++++ Information supplied

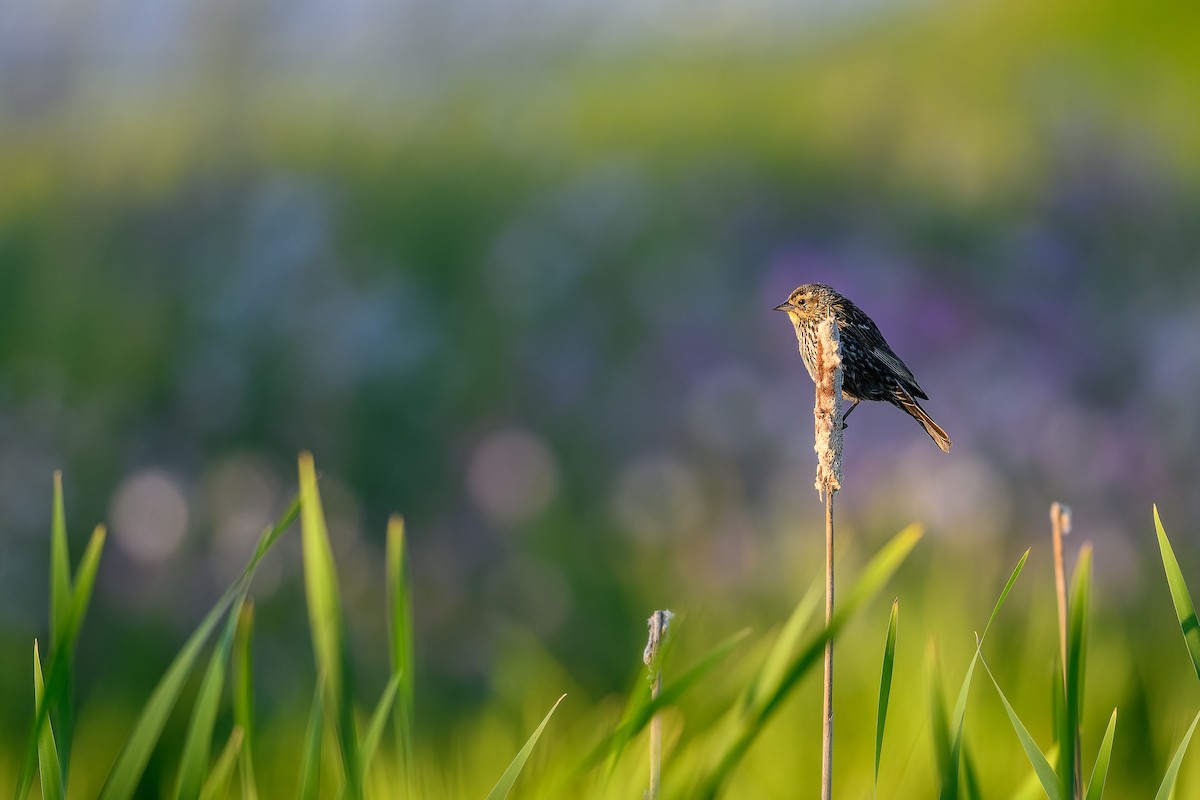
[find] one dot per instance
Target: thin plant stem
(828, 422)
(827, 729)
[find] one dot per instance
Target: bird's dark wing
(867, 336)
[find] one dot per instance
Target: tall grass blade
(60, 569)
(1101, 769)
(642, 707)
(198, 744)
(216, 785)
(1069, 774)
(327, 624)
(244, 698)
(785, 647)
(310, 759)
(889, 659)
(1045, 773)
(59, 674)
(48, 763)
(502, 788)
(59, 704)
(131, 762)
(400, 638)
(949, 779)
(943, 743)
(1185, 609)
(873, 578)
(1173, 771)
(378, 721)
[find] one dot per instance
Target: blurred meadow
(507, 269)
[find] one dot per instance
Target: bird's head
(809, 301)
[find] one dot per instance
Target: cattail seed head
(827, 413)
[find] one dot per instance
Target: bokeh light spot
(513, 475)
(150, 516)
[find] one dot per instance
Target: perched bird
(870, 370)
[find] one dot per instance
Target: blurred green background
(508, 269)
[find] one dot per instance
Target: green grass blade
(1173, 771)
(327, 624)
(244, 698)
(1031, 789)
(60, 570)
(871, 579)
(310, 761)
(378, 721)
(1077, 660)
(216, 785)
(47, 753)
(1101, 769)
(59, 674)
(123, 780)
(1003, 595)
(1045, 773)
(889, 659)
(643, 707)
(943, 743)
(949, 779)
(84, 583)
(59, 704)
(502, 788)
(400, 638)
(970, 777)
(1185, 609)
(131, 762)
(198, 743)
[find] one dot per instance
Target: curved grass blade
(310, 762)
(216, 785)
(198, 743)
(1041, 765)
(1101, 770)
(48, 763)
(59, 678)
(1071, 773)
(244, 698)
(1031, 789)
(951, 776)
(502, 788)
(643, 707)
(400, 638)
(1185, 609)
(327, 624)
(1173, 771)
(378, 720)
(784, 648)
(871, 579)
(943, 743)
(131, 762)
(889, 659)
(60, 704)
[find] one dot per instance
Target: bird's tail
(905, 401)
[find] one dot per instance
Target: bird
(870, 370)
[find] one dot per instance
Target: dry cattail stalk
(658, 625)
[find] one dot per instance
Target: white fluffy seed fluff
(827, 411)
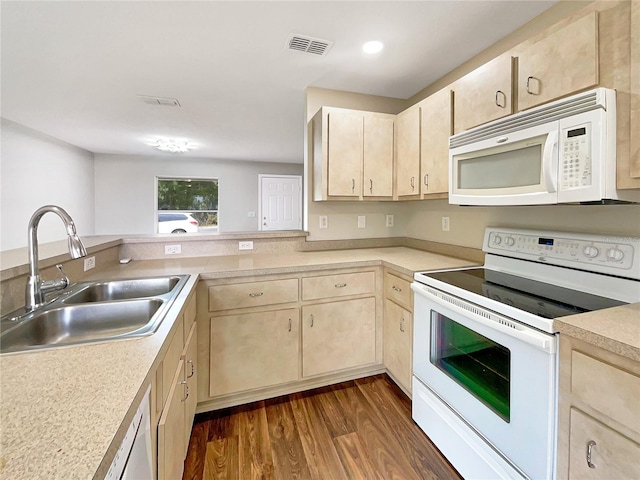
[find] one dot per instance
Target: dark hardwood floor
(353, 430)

++++++++

## What to work on
Your answer must be an exact repeat of the records above, with the pictures left out.

## Exercise response
[find] one dot per instance
Target: thin plant stem
(828, 422)
(827, 729)
[find] one dot per instance
Target: bird's dark wing
(867, 336)
[find] one dot per instance
Target: tall grass blade
(60, 569)
(1101, 769)
(642, 707)
(198, 744)
(216, 785)
(1069, 774)
(327, 624)
(244, 698)
(785, 647)
(310, 759)
(889, 659)
(1045, 773)
(59, 674)
(48, 763)
(502, 788)
(59, 704)
(131, 762)
(400, 638)
(949, 779)
(943, 743)
(1185, 609)
(873, 578)
(1173, 771)
(378, 721)
[find] one dot per instance
Target: blurred meadow
(507, 269)
[find] one dot per instance
Target: bird's head
(809, 301)
[find] one dot per instance
Target: cattail seed head
(827, 413)
[find] one dot per instance
Target: bokeh light spot
(513, 475)
(150, 516)
[find] one dot per instance
Target: perched bird
(870, 370)
[find] one dot per instance
Target: blurred green background
(508, 269)
[find] one dot per instance
Target: green grass blade
(1173, 771)
(327, 624)
(244, 698)
(1031, 789)
(60, 570)
(871, 579)
(310, 761)
(378, 721)
(1077, 660)
(216, 785)
(47, 753)
(1101, 769)
(59, 674)
(123, 780)
(1003, 595)
(1045, 773)
(889, 659)
(643, 707)
(943, 743)
(949, 779)
(84, 583)
(59, 704)
(502, 788)
(400, 638)
(970, 777)
(1185, 609)
(131, 762)
(198, 743)
[find] one dot per instance
Target: curved grass blade
(310, 762)
(216, 785)
(198, 743)
(1041, 765)
(1101, 770)
(48, 763)
(59, 678)
(1071, 773)
(244, 698)
(1031, 789)
(951, 776)
(502, 788)
(643, 707)
(400, 638)
(1185, 609)
(327, 624)
(1173, 771)
(378, 720)
(784, 648)
(871, 579)
(943, 743)
(131, 762)
(889, 659)
(60, 704)
[find] one dot per instance
Target: bird's tail
(905, 401)
[find] one dot per instance
Target: bird
(870, 370)
[find] one dot per instance
Target: dry cattail stalk
(658, 625)
[find] one dot per instance
Target: white fluffy seed fluff
(827, 411)
[find] one dot per instance
Target: dark hardwood floor
(353, 430)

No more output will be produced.